* _Directives_:
A: Translate this sentence from the passage about Connolly into Spanish: "She isn't in a band; the only instrument she plays is the harp, and that's hardly going to get her into a hardcore group."
B: Continue the passage about Connolly and the Washington, D.C. music scene, picking up after its final sentence.

CONNOLLY HAS BEEN A PILLAR OF THE WASHINGTON, D.C. music scene for over a decade. She isn't in a band; the only instrument she plays is the harp, and that's hardly going to get her into a hardcore group. But with her photography, letterpress printing, and avid research, she has celebrated the independent music scene in our nation's capital in works ranging from Banned in D.C., a book about the early hardcore days, to a series of postcards featuring musicians and their cars. From early '80s hardcore classicists Minor Threat and Bad Brains to current trend-shakers Fugazi and the Make Up, she has documented the changing face of punk in one of its most vibrant and well-known locales.

* _Data section_:
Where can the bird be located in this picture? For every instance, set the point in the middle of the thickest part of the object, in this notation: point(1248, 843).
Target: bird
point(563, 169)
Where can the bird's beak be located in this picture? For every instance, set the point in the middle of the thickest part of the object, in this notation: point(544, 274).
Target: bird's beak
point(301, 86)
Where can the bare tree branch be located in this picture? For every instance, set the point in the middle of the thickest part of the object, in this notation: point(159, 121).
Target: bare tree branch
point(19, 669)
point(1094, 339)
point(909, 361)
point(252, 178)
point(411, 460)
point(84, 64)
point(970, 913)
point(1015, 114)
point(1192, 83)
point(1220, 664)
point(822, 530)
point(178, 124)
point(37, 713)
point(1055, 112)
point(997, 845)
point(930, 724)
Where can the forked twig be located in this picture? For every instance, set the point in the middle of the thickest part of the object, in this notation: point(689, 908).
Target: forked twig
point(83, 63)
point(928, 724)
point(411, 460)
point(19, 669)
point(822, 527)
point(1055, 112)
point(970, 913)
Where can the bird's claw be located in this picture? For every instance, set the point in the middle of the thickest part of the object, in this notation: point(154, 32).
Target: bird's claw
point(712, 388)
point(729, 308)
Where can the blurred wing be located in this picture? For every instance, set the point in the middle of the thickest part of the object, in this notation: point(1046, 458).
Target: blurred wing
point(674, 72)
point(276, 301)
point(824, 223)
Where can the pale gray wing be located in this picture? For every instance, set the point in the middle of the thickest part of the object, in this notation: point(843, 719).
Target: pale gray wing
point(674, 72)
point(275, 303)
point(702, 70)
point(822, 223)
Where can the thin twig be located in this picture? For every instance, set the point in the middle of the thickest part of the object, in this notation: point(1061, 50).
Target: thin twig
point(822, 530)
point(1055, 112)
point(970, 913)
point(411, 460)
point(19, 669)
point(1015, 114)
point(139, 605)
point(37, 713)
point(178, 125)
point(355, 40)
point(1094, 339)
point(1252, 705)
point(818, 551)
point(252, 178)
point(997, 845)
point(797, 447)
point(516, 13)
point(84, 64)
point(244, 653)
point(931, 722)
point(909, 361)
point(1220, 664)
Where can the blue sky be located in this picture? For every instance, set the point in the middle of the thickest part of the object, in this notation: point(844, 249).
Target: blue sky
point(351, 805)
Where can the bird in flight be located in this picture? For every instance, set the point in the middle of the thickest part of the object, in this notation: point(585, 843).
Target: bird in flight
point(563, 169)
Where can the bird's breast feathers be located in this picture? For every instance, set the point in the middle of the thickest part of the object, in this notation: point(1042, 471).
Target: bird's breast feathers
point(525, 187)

* _Written responses_:
A: No está en ninguna banda; el único instrumento que toca es el arpa, y eso difícilmente la va a llevar a un grupo de hardcore.

B:
Music scenes have always fascinated Connolly, who, beginning May 8, presents a collection of her photographic work at Milky World Gallery. "I first started taking photos when I lived in L.A. I'd take pictures of the punks hanging out at Okie Dogs," she relates. "When I moved to D.C. in 1981, I was amazed at how small and close-knit the scene was. I borrowed someone's camera and a broken flash and got going." After a hiatus from photography in which she worked on her book, traveled to China, and began doing publicity and promotion for Dischord Records, Cynthia took up a camera again in the mid-'90s. "Speed Kills fanzine asked me to do a series of photographs of D.C. people with their cars. I had forgotten everything I knew about photography, so I had to totally re-educate myself. Art school had destroyed me--totally dried me up. I actually stopped doing art after I graduated."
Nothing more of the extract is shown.